> Goal of the exercise: Reproduce exactly the span of lines beginning at the one with "of the slate" and ending at the last line of the data below, omitting pictures.

> Records supplied:
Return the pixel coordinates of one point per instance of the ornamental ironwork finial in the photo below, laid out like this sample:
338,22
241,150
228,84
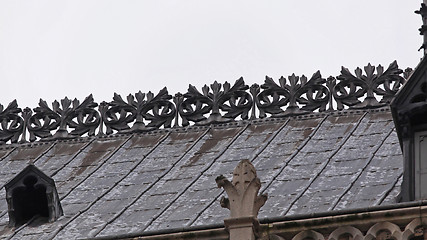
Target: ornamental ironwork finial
214,104
423,30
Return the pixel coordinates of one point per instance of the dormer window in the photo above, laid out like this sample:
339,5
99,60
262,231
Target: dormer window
32,195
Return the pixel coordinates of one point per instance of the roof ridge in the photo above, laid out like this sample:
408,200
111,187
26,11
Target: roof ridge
214,104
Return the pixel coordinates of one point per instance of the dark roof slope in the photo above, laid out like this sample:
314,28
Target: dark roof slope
165,179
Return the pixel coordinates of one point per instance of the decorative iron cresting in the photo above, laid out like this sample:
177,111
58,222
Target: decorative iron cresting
216,103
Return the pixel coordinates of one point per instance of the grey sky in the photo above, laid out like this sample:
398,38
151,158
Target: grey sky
53,49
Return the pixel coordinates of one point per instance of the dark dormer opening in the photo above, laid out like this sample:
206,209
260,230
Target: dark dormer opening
409,110
30,201
32,195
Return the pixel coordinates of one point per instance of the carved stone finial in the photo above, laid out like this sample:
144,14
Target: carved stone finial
243,201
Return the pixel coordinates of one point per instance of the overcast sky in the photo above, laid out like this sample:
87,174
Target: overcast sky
52,49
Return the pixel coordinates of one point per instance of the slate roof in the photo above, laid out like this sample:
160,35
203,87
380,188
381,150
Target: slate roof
164,179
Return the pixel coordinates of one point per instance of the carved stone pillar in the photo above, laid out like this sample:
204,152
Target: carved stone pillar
243,201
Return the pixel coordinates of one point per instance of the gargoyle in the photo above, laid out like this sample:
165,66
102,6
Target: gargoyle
243,199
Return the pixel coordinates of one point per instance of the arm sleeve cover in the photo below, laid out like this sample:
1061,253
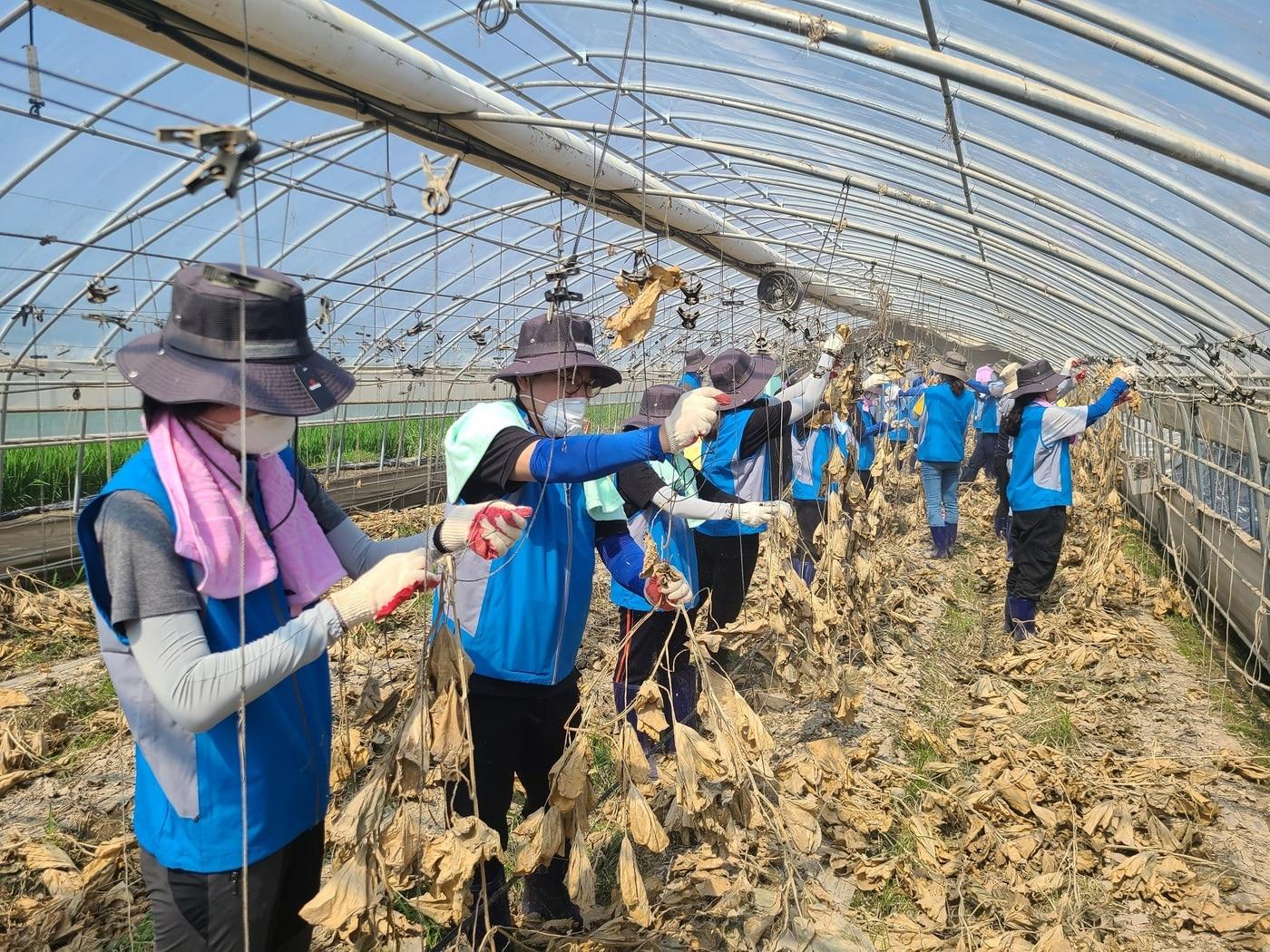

> Your response:
Return the pixel coordinates of one point per instance of the slate roof in the photo above, laid out like this sample:
160,35
203,87
380,188
381,150
Target: slate roof
164,179
Return the pixel coordinates of one point per instance of the carved stone pillar in the photo above, laid out like this sample:
204,152
Target: carved stone pillar
243,201
Return the pixel coordinates of one point per instance of the gargoyle in the photo above, laid out like this sample:
165,66
102,6
Target: gargoyle
243,199
Return the pixel coordinates of one point per instance of the arm sleeve cover in the photo below, laid out like this sample:
1061,253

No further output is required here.